Format the lines below as a numbered list, omitting blank lines. Include only the stretch from the line containing "of the adobe" through the final line, with both ends included.

Start

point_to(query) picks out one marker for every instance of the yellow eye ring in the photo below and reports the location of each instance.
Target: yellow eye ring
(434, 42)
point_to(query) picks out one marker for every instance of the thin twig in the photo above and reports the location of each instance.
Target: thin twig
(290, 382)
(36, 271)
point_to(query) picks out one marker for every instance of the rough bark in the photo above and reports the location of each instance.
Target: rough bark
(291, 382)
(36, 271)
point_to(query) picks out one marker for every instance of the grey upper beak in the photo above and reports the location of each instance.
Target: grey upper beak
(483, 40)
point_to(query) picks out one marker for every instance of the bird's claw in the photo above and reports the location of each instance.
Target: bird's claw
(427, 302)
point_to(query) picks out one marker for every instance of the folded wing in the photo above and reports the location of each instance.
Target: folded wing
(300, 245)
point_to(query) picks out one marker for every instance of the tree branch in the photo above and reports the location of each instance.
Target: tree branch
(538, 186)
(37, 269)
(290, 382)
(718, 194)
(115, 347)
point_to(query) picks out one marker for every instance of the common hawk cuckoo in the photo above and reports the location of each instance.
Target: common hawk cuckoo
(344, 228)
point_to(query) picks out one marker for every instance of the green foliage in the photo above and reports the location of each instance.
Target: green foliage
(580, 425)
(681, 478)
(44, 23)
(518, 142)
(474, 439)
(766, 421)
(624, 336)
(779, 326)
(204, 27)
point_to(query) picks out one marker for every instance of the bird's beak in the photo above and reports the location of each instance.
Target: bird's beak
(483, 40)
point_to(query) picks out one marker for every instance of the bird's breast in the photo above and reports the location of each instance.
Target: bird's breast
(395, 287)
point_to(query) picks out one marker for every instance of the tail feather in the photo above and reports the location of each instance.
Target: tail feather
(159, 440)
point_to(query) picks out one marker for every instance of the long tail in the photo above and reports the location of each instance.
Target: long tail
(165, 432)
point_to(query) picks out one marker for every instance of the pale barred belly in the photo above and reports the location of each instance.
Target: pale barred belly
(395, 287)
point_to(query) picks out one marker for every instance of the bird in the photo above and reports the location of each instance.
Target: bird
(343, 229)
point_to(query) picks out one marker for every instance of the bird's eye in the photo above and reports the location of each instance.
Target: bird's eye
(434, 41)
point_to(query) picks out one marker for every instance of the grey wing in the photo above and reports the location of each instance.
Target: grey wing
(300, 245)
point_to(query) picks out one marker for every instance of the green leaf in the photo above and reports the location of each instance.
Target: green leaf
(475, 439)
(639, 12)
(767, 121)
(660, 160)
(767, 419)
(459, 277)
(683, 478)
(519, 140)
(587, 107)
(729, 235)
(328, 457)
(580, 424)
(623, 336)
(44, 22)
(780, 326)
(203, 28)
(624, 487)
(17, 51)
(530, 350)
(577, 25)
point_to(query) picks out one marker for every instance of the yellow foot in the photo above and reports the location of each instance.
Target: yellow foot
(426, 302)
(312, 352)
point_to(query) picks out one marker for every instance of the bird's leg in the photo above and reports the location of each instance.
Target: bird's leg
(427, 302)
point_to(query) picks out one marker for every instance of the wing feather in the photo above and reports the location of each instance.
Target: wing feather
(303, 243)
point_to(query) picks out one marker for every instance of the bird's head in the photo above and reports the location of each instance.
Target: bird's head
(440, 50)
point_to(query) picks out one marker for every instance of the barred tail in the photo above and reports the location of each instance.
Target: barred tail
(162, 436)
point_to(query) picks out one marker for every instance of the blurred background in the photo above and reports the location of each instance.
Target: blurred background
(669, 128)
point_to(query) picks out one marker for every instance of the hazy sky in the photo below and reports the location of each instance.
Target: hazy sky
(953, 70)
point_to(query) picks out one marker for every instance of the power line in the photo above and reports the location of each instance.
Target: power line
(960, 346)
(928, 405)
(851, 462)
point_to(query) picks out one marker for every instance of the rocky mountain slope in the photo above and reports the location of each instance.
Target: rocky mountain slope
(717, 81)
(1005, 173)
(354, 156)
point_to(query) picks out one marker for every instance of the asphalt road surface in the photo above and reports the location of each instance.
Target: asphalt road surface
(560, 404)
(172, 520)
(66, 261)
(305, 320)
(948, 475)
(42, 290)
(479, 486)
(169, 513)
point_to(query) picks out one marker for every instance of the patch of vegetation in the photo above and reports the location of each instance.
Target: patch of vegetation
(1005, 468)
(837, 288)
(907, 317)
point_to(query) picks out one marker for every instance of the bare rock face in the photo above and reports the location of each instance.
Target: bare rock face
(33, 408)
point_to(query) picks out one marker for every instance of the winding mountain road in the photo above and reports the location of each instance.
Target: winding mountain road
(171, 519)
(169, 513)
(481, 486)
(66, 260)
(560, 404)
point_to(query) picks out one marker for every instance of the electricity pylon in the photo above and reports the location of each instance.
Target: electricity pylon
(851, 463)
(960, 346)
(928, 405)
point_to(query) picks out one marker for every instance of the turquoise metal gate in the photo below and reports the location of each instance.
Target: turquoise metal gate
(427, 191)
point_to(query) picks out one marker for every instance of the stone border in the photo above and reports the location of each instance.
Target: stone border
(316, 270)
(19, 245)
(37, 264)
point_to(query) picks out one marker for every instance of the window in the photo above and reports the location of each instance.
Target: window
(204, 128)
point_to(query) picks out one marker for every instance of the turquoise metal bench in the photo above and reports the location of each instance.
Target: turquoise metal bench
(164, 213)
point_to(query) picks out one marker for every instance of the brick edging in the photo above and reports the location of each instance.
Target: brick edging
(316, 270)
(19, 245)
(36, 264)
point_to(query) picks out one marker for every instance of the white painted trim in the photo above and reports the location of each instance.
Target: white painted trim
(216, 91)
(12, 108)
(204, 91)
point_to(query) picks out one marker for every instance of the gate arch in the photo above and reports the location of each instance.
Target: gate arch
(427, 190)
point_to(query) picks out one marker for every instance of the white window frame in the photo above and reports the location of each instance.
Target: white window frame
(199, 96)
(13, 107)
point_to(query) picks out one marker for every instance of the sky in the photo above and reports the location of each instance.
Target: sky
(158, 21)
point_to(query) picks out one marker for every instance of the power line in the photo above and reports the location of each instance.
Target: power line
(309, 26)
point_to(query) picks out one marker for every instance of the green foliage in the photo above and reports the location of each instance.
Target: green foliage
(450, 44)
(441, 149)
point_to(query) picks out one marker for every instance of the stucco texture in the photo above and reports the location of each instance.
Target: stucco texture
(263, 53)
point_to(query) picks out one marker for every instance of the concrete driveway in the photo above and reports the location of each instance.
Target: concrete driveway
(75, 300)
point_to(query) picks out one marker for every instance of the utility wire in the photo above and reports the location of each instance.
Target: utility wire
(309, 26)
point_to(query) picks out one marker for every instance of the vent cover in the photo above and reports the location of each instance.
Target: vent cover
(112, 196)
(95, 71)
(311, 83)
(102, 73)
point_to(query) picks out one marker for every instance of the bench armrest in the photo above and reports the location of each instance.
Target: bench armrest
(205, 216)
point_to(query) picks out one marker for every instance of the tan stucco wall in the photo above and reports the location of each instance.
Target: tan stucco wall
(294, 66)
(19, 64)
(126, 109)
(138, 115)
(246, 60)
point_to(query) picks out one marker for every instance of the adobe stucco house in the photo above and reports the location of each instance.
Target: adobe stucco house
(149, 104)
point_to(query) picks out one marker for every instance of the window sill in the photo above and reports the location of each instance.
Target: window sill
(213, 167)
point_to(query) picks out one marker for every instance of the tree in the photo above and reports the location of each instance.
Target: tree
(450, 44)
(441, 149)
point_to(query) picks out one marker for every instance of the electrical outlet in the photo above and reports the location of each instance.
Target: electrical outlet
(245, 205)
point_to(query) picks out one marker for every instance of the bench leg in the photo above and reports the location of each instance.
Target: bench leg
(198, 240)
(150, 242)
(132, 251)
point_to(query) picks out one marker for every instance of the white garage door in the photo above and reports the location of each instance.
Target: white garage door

End

--- Reply to the exercise ---
1. point_to(query) picks out one marker for every instance of the adobe stucco house in the photo above and reports the location of each instance.
2. Target: adobe stucco house
3. (149, 104)
4. point_to(query) picks out one marker for every instance of the window sill in the photo above and reports the location of each instance.
5. Target: window sill
6. (213, 167)
7. point_to(query) picks out one marker for every instance of the tree in the photo above and reports the location of each instance.
8. Target: tree
9. (450, 44)
10. (441, 149)
11. point_to(query) picks out one marker for every instance of the electrical outlet in the photo above and reports the location of each instance.
12. Target: electrical outlet
13. (245, 205)
14. point_to(query) picks out one marker for every instance of the bench leg in the photo above and reports the location of each instance.
15. Target: bench leg
16. (198, 240)
17. (150, 242)
18. (132, 251)
19. point_to(query) picks out one marker for every instance of the white garage door in the photo above and reports the location of each instance.
20. Target: white garage door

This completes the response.